[start]

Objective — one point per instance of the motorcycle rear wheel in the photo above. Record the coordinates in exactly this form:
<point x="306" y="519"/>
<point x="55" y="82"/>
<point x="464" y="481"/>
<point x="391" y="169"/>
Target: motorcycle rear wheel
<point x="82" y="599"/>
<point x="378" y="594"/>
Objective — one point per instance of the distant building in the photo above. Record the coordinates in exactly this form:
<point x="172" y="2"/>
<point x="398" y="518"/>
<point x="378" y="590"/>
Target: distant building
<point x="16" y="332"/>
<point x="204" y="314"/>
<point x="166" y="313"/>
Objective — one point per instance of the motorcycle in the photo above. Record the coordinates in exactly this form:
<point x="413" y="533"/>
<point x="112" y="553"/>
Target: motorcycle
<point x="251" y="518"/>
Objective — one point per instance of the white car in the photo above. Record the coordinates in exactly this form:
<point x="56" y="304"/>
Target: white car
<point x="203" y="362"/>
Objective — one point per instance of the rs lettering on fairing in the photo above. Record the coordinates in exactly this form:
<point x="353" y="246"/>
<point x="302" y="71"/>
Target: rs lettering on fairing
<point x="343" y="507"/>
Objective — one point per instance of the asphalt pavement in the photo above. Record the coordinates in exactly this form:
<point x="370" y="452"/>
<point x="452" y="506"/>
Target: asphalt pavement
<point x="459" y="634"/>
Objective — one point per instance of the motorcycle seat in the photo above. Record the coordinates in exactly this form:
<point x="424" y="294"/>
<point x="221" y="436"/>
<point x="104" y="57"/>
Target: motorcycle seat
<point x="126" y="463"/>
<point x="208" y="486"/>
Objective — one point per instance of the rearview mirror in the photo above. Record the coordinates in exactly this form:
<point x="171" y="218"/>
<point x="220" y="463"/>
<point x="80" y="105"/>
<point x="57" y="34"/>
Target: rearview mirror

[end]

■ **WORK TO BE COMPLETED**:
Can you put the rows from the line containing "Objective — one point per instance of the rearview" through the end of the rows, both ends included, into a JSON list of strings with one string per line and blank lines left out?

■ **SOLUTION TO THIS EXERCISE**:
[
  "Objective — one point per instance of the rearview mirror in the photo above. Record the coordinates in exactly this form:",
  "<point x=\"171\" y=\"218\"/>",
  "<point x=\"220\" y=\"463\"/>",
  "<point x=\"80\" y=\"105\"/>",
  "<point x=\"57\" y=\"34\"/>",
  "Target: rearview mirror"
]